● GIVEN PROBLEM
Find each line below that contains the string "grey" and copy those lines out in full. Case counts.
#### EXCERPTED DATA
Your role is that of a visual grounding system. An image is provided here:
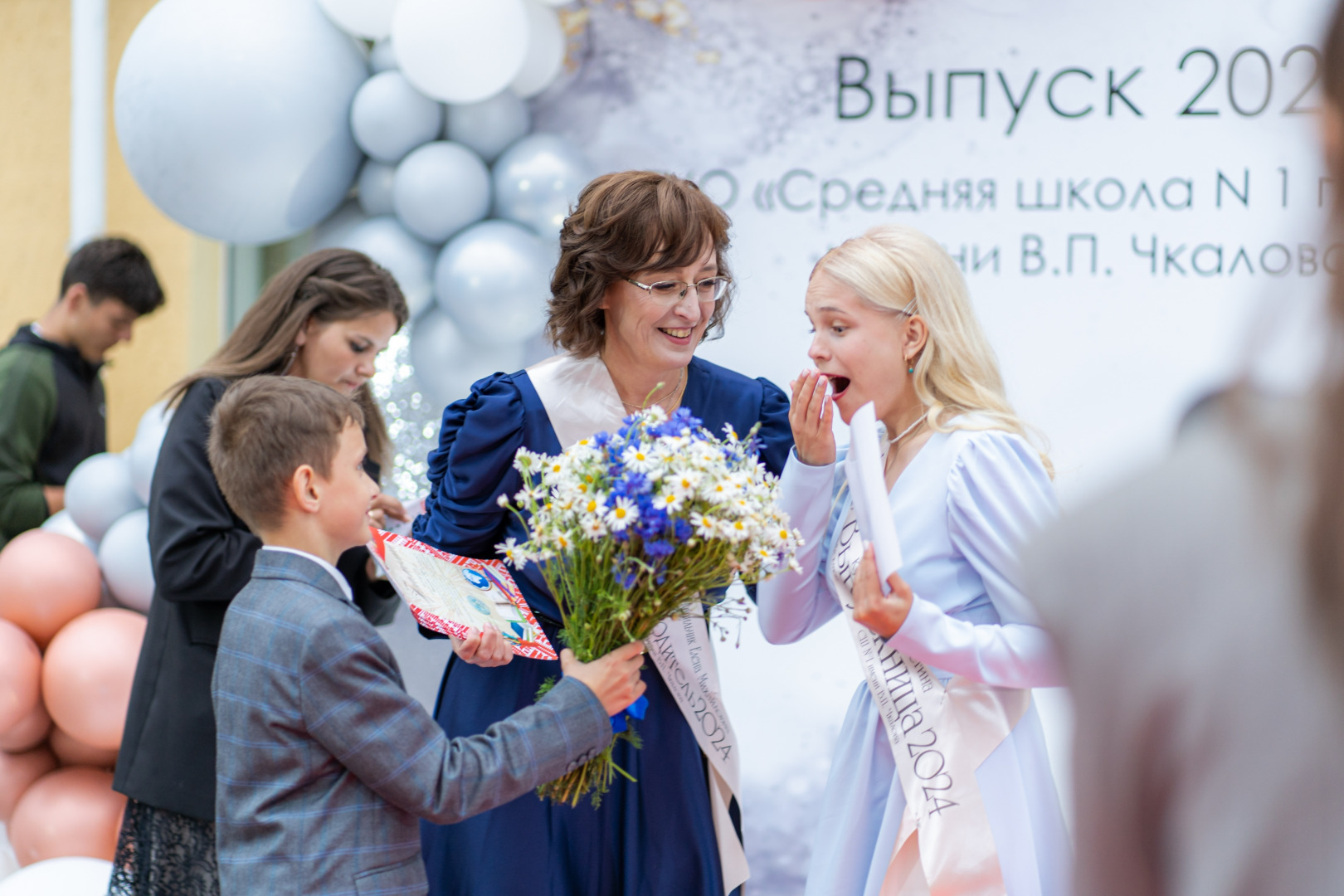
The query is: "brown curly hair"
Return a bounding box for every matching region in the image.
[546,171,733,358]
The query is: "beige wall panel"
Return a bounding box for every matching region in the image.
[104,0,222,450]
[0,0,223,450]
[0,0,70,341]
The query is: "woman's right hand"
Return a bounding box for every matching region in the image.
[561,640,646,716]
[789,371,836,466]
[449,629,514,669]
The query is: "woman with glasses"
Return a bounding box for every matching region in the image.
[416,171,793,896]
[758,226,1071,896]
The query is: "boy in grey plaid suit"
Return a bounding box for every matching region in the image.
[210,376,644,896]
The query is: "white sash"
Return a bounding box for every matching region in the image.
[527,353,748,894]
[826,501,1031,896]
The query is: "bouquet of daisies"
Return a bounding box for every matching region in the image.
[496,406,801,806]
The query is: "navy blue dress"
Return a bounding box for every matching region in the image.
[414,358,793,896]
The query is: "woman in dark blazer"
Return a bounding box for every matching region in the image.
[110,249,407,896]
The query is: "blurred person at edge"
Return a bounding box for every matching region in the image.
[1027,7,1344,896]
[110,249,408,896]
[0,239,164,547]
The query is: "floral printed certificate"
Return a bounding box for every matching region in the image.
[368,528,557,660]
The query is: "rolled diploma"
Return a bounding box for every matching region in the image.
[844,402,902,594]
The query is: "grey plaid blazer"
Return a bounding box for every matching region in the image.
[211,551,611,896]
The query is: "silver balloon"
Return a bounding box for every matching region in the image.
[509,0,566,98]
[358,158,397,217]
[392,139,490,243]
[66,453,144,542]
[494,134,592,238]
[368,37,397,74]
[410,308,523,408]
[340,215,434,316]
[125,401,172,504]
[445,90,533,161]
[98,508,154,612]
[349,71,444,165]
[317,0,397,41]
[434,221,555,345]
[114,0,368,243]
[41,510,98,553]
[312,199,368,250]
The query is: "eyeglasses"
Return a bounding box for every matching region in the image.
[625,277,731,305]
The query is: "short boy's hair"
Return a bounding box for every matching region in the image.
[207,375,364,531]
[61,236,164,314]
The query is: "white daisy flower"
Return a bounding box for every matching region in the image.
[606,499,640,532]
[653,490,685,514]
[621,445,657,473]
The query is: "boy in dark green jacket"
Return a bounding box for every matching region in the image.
########
● SOLUTION FOR THIS PROBLEM
The query is: "boy in grey plaid suit"
The query is: "grey plaid blazer"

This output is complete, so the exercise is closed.